Set task » Copy only this range: the line with "out the mottled" through the final line of the material, inclusive at both ends.

A block of data:

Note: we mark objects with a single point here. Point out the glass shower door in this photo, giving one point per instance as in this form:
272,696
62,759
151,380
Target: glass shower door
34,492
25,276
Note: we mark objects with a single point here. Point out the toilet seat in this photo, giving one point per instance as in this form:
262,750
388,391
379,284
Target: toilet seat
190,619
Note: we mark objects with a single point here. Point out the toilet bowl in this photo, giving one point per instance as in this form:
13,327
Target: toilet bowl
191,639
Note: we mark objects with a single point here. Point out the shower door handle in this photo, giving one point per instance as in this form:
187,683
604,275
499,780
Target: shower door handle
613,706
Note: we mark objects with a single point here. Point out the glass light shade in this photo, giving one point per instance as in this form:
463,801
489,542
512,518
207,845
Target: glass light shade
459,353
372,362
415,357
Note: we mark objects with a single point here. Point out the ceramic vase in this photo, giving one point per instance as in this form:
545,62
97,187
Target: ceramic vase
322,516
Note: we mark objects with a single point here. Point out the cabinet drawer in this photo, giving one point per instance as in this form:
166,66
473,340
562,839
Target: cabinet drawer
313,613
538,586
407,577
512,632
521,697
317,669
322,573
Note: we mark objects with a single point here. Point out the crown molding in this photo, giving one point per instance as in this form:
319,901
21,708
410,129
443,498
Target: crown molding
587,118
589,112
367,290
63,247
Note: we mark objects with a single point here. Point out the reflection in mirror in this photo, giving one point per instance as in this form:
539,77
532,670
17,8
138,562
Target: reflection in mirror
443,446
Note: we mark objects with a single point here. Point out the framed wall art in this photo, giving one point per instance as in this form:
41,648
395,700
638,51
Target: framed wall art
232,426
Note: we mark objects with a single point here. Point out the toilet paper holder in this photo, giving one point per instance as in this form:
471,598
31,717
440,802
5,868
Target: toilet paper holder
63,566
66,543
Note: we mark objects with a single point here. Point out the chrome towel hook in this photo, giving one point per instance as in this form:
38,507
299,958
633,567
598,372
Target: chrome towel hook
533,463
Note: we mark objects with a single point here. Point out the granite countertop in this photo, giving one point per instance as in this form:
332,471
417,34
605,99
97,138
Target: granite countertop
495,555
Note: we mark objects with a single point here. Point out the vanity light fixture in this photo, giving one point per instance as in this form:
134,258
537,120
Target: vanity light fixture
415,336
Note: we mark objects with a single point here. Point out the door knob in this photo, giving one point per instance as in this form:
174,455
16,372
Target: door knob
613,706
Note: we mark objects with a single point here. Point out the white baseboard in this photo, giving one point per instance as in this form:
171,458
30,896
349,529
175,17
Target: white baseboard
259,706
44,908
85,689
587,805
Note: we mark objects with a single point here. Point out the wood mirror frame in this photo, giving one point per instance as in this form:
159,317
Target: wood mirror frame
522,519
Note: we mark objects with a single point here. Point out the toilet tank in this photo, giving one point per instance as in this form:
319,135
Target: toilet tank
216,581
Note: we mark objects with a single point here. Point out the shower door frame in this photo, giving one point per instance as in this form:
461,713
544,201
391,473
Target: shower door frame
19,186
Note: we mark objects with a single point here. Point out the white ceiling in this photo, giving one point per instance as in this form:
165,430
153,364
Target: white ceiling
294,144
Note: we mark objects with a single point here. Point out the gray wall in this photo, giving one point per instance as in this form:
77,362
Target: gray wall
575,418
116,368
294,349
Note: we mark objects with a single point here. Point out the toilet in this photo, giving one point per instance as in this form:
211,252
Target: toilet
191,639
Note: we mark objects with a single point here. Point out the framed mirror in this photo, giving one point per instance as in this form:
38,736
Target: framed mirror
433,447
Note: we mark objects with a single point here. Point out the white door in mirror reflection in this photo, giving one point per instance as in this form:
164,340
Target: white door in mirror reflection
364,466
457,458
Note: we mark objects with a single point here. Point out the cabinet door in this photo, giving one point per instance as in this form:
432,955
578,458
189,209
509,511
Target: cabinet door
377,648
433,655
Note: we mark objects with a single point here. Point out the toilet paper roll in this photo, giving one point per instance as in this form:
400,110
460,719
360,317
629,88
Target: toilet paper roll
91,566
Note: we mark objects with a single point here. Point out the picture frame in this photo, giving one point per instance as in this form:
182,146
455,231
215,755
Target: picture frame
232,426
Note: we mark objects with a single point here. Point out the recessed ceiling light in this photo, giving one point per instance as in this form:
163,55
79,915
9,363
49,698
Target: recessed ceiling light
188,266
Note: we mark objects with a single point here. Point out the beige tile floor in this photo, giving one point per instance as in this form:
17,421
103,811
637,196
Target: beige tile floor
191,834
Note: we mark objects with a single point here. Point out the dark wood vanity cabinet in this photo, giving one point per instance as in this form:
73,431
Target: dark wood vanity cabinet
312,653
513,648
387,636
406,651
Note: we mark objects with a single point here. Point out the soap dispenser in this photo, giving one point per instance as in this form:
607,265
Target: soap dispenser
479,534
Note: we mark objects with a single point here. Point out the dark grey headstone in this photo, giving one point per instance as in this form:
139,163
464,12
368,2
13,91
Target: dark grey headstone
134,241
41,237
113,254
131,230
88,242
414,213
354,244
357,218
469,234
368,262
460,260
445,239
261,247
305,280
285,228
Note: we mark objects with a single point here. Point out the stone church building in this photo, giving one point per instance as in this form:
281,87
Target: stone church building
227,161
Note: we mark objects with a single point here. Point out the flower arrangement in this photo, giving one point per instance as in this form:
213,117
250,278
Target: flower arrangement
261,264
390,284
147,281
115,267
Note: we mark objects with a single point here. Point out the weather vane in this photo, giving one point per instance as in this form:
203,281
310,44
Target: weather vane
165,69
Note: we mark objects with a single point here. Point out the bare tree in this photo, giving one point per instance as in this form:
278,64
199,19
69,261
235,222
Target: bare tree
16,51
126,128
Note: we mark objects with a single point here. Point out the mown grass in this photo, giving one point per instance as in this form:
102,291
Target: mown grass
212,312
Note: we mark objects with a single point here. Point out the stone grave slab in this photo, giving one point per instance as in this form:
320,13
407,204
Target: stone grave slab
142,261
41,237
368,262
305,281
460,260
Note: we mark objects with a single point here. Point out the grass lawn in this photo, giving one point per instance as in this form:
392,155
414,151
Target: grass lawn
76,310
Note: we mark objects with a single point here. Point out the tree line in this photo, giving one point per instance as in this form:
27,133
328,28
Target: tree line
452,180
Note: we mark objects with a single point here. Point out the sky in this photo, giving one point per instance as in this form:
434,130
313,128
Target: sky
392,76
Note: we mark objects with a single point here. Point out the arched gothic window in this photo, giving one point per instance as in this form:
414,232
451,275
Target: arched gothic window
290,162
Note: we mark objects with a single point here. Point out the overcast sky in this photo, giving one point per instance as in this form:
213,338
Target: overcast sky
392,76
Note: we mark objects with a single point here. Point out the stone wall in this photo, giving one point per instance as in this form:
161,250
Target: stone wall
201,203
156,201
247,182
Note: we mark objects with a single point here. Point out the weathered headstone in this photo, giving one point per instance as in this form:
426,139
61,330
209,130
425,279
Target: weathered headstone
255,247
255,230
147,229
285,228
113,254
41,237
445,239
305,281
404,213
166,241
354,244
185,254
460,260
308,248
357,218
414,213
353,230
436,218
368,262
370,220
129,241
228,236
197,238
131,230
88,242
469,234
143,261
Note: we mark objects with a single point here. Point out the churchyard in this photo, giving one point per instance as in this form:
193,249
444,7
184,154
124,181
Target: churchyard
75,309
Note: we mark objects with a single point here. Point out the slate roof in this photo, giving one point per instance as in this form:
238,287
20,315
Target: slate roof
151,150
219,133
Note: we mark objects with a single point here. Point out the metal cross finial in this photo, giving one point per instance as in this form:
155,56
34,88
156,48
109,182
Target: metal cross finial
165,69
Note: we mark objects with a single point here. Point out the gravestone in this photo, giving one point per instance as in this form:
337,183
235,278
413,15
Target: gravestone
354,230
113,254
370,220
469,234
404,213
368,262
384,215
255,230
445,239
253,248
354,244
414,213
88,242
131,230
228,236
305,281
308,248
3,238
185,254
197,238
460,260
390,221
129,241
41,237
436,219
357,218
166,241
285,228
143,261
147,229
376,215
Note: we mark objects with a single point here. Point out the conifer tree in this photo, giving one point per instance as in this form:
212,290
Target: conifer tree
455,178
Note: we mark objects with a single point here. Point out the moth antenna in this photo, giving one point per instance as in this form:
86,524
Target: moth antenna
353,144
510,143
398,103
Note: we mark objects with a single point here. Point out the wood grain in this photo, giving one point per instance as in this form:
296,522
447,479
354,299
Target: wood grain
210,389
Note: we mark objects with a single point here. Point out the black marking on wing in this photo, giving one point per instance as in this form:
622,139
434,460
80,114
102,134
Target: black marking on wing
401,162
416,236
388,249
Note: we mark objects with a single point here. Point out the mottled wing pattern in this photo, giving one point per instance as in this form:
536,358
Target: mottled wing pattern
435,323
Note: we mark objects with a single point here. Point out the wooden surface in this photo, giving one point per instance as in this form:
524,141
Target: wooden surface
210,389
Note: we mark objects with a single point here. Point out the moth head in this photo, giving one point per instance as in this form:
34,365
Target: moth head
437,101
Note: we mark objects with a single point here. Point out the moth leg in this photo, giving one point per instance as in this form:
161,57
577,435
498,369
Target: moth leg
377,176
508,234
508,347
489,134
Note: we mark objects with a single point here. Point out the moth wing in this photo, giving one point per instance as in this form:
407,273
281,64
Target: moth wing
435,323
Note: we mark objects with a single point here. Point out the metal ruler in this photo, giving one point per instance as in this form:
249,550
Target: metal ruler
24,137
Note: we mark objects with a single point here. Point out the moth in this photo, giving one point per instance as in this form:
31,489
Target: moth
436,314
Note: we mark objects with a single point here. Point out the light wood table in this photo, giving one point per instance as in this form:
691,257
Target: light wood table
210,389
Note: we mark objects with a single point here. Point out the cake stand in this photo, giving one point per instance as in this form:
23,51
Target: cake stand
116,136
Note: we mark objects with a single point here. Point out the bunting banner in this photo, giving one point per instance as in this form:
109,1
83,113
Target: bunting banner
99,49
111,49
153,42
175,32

Solution for this problem »
Note: we mark objects with a single point here. Point out the mottled wing pattern in this photo, giving one point per instance as in this form:
536,358
Target: mottled wing pattern
435,323
Note: we mark objects with a single point here. Point out the wooden surface in this photo, giving one point per instance as in this form:
524,141
Target: wooden surface
210,389
Note: we mark objects with a single point here. Point out the moth head in this photo, giving one point per instance as in this form:
34,365
Target: moth head
437,101
Note: we mark objects with a single point here. Point out the moth leg in this photo, giving one point per instance as in this form:
161,57
577,435
498,369
Target: moth leg
377,176
508,234
508,347
489,134
Note: we mark objects with a single point here. Point out the moth wing in this photo, giving one point per instance as in this form:
407,273
281,64
Target: moth wing
435,323
Note: we mark objects with a single point here. Point out the metal ruler in this photo, giving one point per instance as in this form:
249,550
Target: metal ruler
24,137
Note: we mark objects with a single point here. Point out the moth in this photo, giving one point per instance as in this form:
31,489
Target: moth
436,314
Note: we mark objects with a single point here. Point out the light wood table in this photo, giving one point per instance as in this form:
691,257
Target: light wood table
210,389
Note: we mark objects with a single point here. Point out the cake stand in this photo, giving one point per instance as in this form:
23,51
Target: cake stand
116,136
Note: we mark objects with a single point here. Point out the bunting banner in this photo, giving one point per instance as in this form:
109,1
83,113
Target: bunting banner
99,49
111,49
153,42
175,32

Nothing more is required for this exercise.